Objetivo del ejercicio =
Reproduce sin cambios el pasaje del texto sobre el feminismo que va desde “Siempre, con motivo” hasta “aportar algo.”.

Texto seleccionado =
_ _ _ _

Siempre, con motivo del 8-M, me
cuestiono qué respondería si una periodista de la televisión me enfocara con la
cámara y el micrófono y me hiciera esa pregunta por la calle. Tarde me doy
cuenta de que el título y la temática ya se le ocurrió a mi admirado amigo Juan
Claudio de Ramón, y que recibió el premio Gistau por ello, pero trataré de
aportar algo.
La respuesta más sencilla a esa pregunta y probablemente la más inteligente sería asentir haciendo votos a favor de la igualdad y en contra de la discriminación y la estructura machista de la sociedad. Con eso me evitaría problemas porque conectaría con la opinión no sé si mayoritaria pero sí la dominante en buena parte de la elite mediática y política, incluso conservadora. Pero quizá me vería mal a mí mismo escabulléndome por la vía fácil, porque hay acepciones de las que discrepo. Tampoco diría que no soy “ni machista ni feminista”, porque no son dos polos en la misma escala. Ni contestaría simplemente “no”, porque entonces, como el género contiene todas sus especies, estaría rechazando acepciones del término que cualquier persona de bien e incluso bien del siglo XXI no puede sino aceptar.
Por ello creo que contestaría con
una pregunta: “¿Qué entiende usted por feminismo?”,
a pesar del riesgo de que la falta de adhesión inquebrantable fuera
considerada machista. Si con la palabra feminismo
nos referimos a la aspiración de que haya una igualdad formal ante las leyes
entre hombres y mujeres, obviamente estoy de acuerdo; si nos referimos a la
aspiración de lograr una igualdad de oportunidades, también, pues son precisas
políticas concretas que remuevan los obstáculos económicos, sociales o incluso
biológicos que impiden que la igualdad entre hombres y mujeres sea real.
Sin duda, esta es una cuestión
compleja y llena de matices, sesgos y principios heredados que uno mismo debe
combatir. Ahora bien, si la justa reivindicación se convierte en ideología y de
la ideología pasa a ser herramienta política, la cosa cambia. Decía Rafael
Sánchez Ferlosio que tiene ideología
(algo cerrado y acabado) quien no es capaz de tener ideas (que serían siempre
susceptibles de cambio). Pero lo cierto es que las ideologías agrupan fuerzas
en la lucha. Por ello, a mediados del siglo XX, la lucha feminista por la
igualdad, ante la resistencia de la sociedad frente al cambio, decide reforzarse
mediante la formación de estructuras ordenadas de pensamiento que expliquen de
una manera fácil y atractiva la distribución de poder e incentiven la lucha; y
lo hace mediante el concepto de género, que considera la división sexual una
construcción social que impone roles y valores, asumidos socialmente de forma
inconsciente, y crea con ello una estructura patriarcal que somete a la mujer.

_ _ _ _

Extracto de datos =
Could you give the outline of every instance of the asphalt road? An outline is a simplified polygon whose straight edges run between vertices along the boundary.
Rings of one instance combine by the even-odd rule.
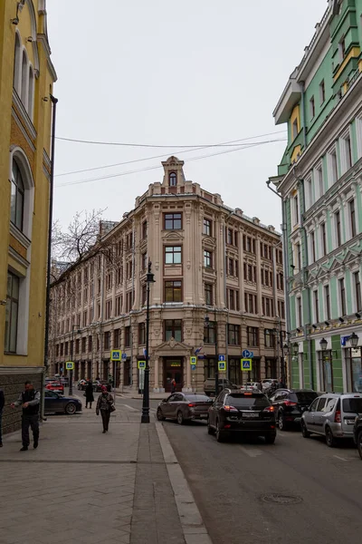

_ _ _ _

Solución del problema =
Siempre, con motivo del 8-M, me
cuestiono qué respondería si una periodista de la televisión me enfocara con la
cámara y el micrófono y me hiciera esa pregunta por la calle. Tarde me doy
cuenta de que el título y la temática ya se le ocurrió a mi admirado amigo Juan
Claudio de Ramón, y que recibió el premio Gistau por ello, pero trataré de
aportar algo.